PASSAGE PROVIDED: Begin

NOTE 2 - RELATED PARTY TRANSACTIONS

In October, 1996, a shareholder loaned the Company $10,000 to cover operating
expenses. The note payable is due on demand and accrues interest at 10%
annually. The amount due to the shareholder at December 31, 1996 was $10,000
with accrued interest of $201. 

On October 24, 1995, the Company issued 12,442 to officers and directors of
the Company for services rendered valued at $0.0033 per share (See Note 5). 

On September 14, 1996, the Company issued 3,000,000 post-split shares of
restricted common stock for cash to a company owned by an officer for total
consideration of $10,000. 

On October 10, 1996, the Company issued 2,000,000 post-split shares of
restricted common stock to officers and directors of the Company for services
valued at $0.0033 per share. 

NOTE 3 - GOING CONCERN

The Company's financial statements are prepared using generally accepted
accounting principles applicable to a going concern which contemplates the
realization of assets and liquidation of liabilities in the normal course of
business. However, the Company does not have significant cash or other
material assets, nor does it have an established source of revenues sufficient
to cover its operating costs and to allow it to continue as a going concern.
It is the intent of the Company to seek a merger with an existing, operating
company. In the interim, shareholders of the Company have committed to meeting
its minimal operating expenses. 

NOTE 4 - REVERSE STOCK SPLIT

On September 14, 1996, the shareholders of the Company approved a 1 -for-1,000
reverse stock split while retaining the authorized shares at 100,000,000 and
retaining the par value at $0.001. This change has been applied to the
financial statements on a retroactive basis back to inception. The Company
provided that no shareholder would be reduced below 50 shares, accordingly,
5,413 postsplit fractional shares were issued. These shares have been
allocated pro-rata to previous stock issuances. 

NOTE 5 - ISSUANCES OF COMMON STOCK

At the Company's inception, the Board of Directors authorized the issuance of
12 restricted shares of its common stock to an executive officer who may be
deemed to have been a promoter or founder of the Company for the total
consideration of $1,000.

PASSAGE PROVIDED: End
DATA RECORDS: Begin

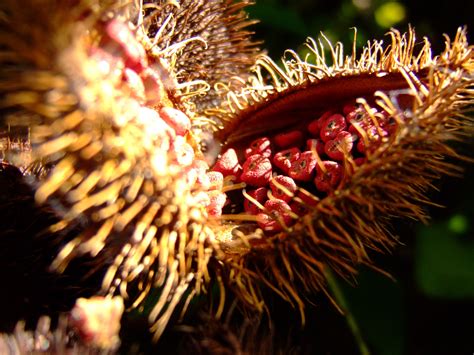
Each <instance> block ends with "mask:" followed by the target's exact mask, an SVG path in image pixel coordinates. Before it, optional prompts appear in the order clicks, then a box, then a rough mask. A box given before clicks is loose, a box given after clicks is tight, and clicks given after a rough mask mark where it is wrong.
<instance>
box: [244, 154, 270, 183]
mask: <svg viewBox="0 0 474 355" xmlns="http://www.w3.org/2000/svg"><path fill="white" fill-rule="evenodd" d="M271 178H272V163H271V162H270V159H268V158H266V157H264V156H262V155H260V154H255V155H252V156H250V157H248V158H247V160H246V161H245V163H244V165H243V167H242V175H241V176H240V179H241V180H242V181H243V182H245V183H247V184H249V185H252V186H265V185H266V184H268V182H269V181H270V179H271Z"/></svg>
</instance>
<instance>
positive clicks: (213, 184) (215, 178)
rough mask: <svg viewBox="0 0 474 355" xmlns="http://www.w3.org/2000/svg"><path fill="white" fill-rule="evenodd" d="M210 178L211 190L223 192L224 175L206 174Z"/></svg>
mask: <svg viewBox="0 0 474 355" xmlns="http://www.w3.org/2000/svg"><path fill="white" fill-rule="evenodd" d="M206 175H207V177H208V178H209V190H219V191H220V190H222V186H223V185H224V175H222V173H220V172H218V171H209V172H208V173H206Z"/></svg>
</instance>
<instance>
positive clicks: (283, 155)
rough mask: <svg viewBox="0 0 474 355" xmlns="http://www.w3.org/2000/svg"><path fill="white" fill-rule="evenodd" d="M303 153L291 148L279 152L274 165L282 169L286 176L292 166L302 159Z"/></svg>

DATA RECORDS: End

■ **EXERCISE TASKS**:
1/ Copy word for word the part of the financial statement notes that opens with the words containing "On October 10, 1996, the" and closes with "a going concern.".
2/ Answer these questions from the financial statement notes:
(a) At what yearly rate does the shareholder's October 1996 loan accrue interest?
(b) What ratio did the shareholders approve for the reverse stock split?
(c) How many restricted shares were authorized for the executive officer at the Company's inception?
3/ Say whether each statement agrees with the financial statement notes, answering yes or no and quoting the words that decide it.
(a) The shareholder's loan must be repaid whenever the shareholder asks.
(b) The reverse stock split lowered the number of authorized shares.
(c) The Company plans to merge with an existing, operating company.
The data comes from a separate source.

■ **SOLUTIONS BELOW**:
1/
On October 10, 1996, the Company issued 2,000,000 post-split shares of
restricted common stock to officers and directors of the Company for services
valued at $0.0033 per share. 

NOTE 3 - GOING CONCERN

The Company's financial statements are prepared using generally accepted
accounting principles applicable to a going concern which contemplates the
realization of assets and liquidation of liabilities in the normal course of
business. However, the Company does not have significant cash or other
material assets, nor does it have an established source of revenues sufficient
to cover its operating costs and to allow it to continue as a going concern.

2/
(a) 10%
(b) 1-for-1,000
(c) 12

3/
(a) Yes: "The note payable is due on demand"
(b) No: "while retaining the authorized shares at 100,000,000"
(c) Yes: "It is the intent of the Company to seek a merger with an existing, operating company."